(Entries pointing to labeled objects)
:::

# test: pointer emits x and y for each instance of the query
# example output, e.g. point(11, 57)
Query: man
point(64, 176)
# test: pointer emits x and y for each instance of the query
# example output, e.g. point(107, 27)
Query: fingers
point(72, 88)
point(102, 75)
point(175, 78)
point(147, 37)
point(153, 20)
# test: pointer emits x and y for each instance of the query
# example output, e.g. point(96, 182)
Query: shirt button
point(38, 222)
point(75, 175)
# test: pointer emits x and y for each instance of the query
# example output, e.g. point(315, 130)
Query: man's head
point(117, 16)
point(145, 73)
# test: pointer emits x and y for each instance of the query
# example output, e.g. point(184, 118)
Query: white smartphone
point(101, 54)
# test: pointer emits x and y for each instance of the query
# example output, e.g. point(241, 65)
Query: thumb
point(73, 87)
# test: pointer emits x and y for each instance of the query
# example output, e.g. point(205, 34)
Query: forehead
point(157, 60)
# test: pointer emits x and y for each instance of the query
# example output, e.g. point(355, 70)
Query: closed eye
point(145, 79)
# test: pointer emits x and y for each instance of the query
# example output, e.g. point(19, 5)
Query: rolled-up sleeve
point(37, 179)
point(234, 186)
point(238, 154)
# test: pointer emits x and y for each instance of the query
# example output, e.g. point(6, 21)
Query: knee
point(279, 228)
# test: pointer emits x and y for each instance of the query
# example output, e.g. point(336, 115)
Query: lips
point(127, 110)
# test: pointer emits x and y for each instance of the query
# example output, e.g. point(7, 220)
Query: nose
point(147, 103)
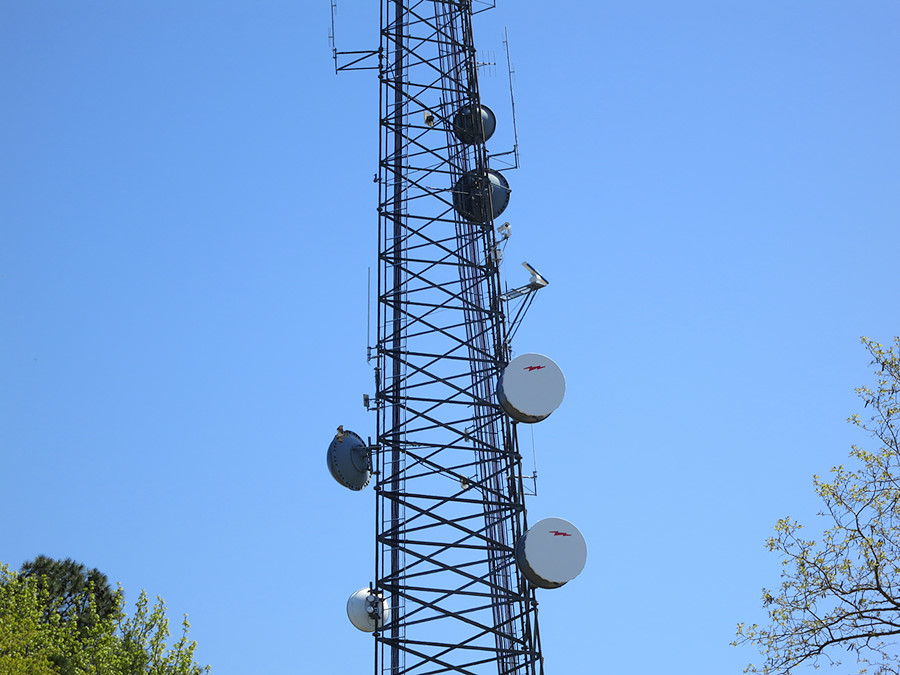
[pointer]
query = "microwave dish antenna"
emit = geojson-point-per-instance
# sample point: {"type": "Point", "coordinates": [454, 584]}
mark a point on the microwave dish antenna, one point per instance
{"type": "Point", "coordinates": [531, 388]}
{"type": "Point", "coordinates": [349, 460]}
{"type": "Point", "coordinates": [551, 553]}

:::

# [Set problem]
Reproduce the material from its first line through the line containing "point(101, 54)", substituting "coat button" for "shirt button" and keeping everything else the same.

# [Written answer]
# test: pointer emits x and y for each instance of the query
# example output, e.g. point(11, 57)
Query: man
point(64, 176)
# test: pointer emits x and y for each instance of the query
# example output, e.g. point(107, 27)
Query: fingers
point(72, 88)
point(102, 75)
point(175, 78)
point(147, 37)
point(153, 20)
# test: pointer emits x and y for each instance of the query
# example output, e.g. point(96, 182)
Query: coat button
point(38, 222)
point(75, 175)
# test: pointer emits x and y for each instance of the query
# example output, e.g. point(315, 130)
Query: man's head
point(117, 16)
point(145, 73)
# test: pointer emits x and y for each instance of the query
# example output, e.g. point(184, 118)
Query: white smartphone
point(101, 54)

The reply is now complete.